Work to complete: Reproduce everything from the line containing "like x=445, y=689." down to the line containing "x=143, y=608", moving each listed point by adding -4 to both its x and y coordinates while keeping the sample coordinates in the wording unchanged.

(Point labeling dataset excerpts)
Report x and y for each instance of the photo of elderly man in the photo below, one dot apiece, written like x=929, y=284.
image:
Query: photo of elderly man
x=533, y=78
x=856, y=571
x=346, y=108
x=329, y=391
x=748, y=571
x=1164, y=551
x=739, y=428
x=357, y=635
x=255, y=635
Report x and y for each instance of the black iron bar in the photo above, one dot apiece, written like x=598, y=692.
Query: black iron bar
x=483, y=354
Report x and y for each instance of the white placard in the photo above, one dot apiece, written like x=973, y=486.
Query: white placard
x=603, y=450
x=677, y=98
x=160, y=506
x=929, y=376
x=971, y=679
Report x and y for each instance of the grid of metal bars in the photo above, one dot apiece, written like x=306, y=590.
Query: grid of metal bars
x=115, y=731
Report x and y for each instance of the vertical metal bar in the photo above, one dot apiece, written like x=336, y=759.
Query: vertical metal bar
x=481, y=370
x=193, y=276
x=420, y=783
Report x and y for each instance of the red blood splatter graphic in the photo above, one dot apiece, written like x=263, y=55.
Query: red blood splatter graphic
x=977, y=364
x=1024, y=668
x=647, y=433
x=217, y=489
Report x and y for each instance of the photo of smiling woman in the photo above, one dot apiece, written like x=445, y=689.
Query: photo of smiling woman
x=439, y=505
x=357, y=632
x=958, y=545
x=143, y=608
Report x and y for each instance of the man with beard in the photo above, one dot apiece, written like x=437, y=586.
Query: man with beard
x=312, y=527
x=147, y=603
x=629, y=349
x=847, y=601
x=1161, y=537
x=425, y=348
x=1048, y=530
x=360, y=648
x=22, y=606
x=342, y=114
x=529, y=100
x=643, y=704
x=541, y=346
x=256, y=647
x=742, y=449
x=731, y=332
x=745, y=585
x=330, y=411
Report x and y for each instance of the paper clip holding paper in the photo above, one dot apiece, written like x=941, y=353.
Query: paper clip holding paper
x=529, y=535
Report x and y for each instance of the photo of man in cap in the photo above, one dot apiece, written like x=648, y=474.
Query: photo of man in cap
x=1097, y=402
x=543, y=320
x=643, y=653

Output below:
Report x and y for each instance of the photo of smiling woman in the photo above, one dot apiece, written like x=445, y=689.
Query: photo of smiling woman
x=435, y=501
x=353, y=628
x=954, y=541
x=139, y=604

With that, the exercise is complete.